* _Text shown_:
+ + + + +
The most challenging and universally frustrating issue facing program managers in radio today is how to get air personalities to make meaningful changes in their on-air performances.

Any competent program director knows which air talent behaviors, if modified or altered, would improve the station's ratings position.

So, the challenge in changing air talent performance is not identifying what needs to be changed. The real challenge is articulating clearly why the change needs to be made, what the change will do to positively impact that talent's life, and very specifically, how to approach and achieve the change.

If you want to improve your ability to cause meaningful changes in your talent's on-air performance, the process begins with a better understanding of the things that get in the way of change.

Here are nine potential barriers to changing your air talent's performance behavior:

  1. Lack of Manager's Credibility.
    Having a title alone does not guarantee credibility. As unfair as it might seem, this is particularly a problem for younger, first-time managers, no matter how smart or talented. Credibility is born out of a combination of experience, track record and time. No matter how valid the change might be, managers who are not viewed as credible by their talent will find it much more difficult to get the change to happen.
  2. Weak or Poor Relationships.
    Trust is critical to the change process. If the manager has a bad relationship with the talent, the talent will not trust that the manager has his or her best interests at heart. Think about it. Would you take advice from someone you didn't like or didn't like you?
  3. Punitive Critique Process.
    If the product fails, it is usually not the fault of the product. The success of the product depends upon the quality of the process. If your critique process feels critical, personal or punitive, your air talent will learn to shut out everything you say, even your most brilliant ideas! Their minds grow "scar tissue" to protect their psyches.
  4. Perceived Condescension.
    Even the most well intended input can be perceived as ondescension. Whenever you tell people precisely how to do anything, whether it's golf, parenting or radio, the assumption is that you don't think they know what they are doing. This usually occurs in the air talent development process in very innocent ways. Rather than suggesting concepts, conclusions are offered. When you tell an air personality to do something without clearly explaining why, it is like trying to teach math solely through memorization of tables. ("Four times four equals sixteen. Trust me.") If you really want talent to change, you have to present the entire equation you used to reach your conclusion. Otherwise your talent memorizes your formula, but doesn't really understand its intention.
  5. Nitpicking.
    Air talent are often accused of not being able to see "the big picture." One of the reasons they do not always see the big picture is that they are managed in a very non big picture manner. When you bring a list of seemingly small issues to air talent and give them all the same weight, that process is viewed as unproductive nitpicking. Unless you put each issue in perspective and establish why it is a big picture item, you will have little chance of achieving a lasting behavioral change.
  6. Lack of Preparation.
+ + + + +
* _Data block_:
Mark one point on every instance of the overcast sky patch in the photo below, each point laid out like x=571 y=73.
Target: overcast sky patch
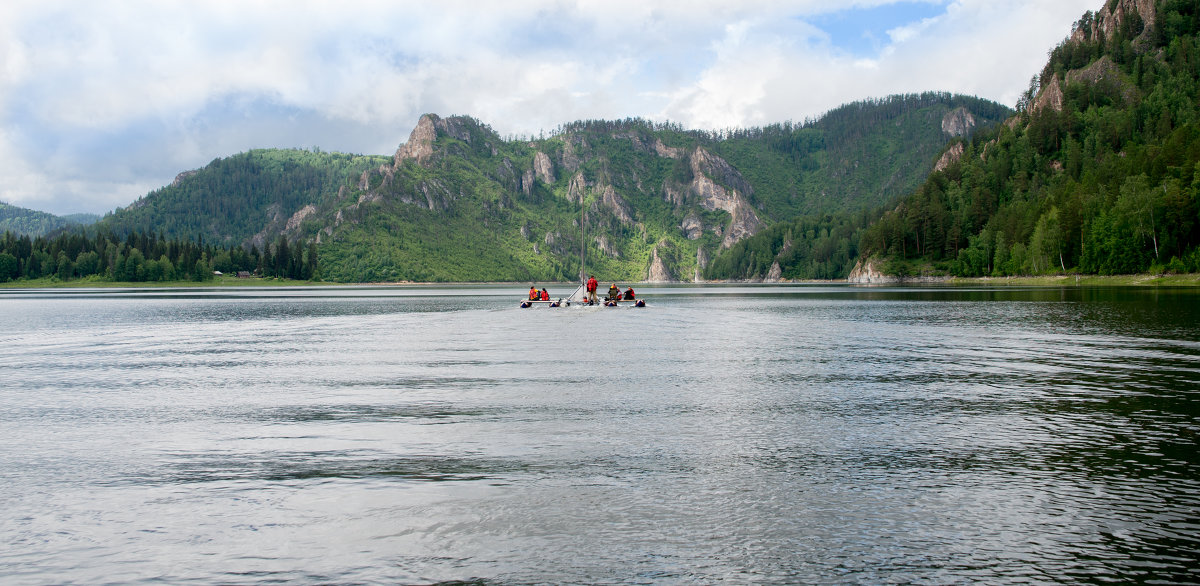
x=103 y=101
+ + + + +
* _Given task_: Rewrite the passage on changing air talent performance between "The most challenging" and "station's ratings position.", inclusive, swapping "ratings position" for "market standing".

* _Response to this task_:
The most challenging and universally frustrating issue facing program managers in radio today is how to get air personalities to make meaningful changes in their on-air performances.

Any competent program director knows which air talent behaviors, if modified or altered, would improve the station's market standing.